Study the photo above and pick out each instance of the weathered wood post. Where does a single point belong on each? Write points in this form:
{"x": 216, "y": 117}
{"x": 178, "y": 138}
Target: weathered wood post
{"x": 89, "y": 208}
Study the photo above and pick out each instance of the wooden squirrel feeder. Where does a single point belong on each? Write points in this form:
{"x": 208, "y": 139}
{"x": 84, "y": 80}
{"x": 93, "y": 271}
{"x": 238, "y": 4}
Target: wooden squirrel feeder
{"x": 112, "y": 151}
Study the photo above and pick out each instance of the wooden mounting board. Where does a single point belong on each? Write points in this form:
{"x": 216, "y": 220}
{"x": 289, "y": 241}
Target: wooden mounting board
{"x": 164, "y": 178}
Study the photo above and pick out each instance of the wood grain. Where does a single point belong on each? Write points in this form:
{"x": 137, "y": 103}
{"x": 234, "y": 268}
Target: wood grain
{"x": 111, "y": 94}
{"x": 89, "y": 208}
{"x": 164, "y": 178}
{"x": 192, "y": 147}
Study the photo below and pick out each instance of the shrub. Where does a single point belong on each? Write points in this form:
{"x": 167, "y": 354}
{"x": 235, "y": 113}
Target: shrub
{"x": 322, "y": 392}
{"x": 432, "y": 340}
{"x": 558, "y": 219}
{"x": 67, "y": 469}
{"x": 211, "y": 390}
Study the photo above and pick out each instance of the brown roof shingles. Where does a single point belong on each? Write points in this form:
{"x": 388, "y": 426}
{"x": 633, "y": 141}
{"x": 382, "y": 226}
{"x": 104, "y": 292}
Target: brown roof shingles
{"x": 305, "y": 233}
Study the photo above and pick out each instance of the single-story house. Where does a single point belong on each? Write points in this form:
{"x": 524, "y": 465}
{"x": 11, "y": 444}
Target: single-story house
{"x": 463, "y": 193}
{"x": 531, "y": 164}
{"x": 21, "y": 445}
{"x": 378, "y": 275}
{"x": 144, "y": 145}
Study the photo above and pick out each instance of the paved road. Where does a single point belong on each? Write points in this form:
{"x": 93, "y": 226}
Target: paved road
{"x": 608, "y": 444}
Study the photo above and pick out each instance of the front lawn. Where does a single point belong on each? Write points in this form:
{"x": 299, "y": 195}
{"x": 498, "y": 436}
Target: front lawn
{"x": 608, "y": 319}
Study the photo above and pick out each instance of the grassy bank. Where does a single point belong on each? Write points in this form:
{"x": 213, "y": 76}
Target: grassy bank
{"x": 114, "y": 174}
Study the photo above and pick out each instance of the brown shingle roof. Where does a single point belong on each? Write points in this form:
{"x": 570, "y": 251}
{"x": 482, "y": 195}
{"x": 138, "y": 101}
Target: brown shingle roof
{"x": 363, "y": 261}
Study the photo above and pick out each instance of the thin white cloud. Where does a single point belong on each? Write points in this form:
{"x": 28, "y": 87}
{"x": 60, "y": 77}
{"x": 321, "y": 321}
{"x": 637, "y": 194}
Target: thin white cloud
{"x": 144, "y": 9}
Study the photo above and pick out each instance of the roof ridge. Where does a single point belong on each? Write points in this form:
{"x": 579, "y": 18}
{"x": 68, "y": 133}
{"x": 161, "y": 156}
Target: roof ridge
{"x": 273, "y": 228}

= = = = =

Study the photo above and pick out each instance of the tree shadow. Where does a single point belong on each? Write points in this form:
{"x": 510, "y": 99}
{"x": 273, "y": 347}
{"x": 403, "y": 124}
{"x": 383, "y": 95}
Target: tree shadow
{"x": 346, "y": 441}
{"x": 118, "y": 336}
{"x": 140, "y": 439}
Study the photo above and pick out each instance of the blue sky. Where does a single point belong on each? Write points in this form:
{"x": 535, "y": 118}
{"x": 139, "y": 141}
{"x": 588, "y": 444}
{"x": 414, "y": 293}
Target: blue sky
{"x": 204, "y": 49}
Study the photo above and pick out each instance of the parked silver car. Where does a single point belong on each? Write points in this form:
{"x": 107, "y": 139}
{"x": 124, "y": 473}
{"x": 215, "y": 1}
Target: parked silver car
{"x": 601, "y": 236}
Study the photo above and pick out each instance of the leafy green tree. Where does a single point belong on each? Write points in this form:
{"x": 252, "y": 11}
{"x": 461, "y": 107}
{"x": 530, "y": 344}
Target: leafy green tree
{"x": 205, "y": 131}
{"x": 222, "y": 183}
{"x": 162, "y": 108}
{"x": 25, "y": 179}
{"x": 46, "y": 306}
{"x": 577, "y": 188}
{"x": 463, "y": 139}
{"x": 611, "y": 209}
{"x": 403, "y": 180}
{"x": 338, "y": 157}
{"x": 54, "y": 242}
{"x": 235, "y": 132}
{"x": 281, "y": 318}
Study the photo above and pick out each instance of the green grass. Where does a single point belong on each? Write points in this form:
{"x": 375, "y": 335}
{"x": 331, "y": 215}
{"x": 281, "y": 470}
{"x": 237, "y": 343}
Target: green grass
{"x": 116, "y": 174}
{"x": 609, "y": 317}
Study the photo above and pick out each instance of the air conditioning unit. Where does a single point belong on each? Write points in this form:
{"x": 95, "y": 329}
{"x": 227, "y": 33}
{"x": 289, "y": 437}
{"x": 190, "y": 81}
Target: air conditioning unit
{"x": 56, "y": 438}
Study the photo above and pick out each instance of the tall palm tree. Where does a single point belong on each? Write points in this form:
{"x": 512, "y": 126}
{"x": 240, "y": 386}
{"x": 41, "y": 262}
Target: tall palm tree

= = = = =

**Task goal:**
How many of the lines in this material contain the word "palm"? State the number and nothing else.

**Answer to this exercise:**
2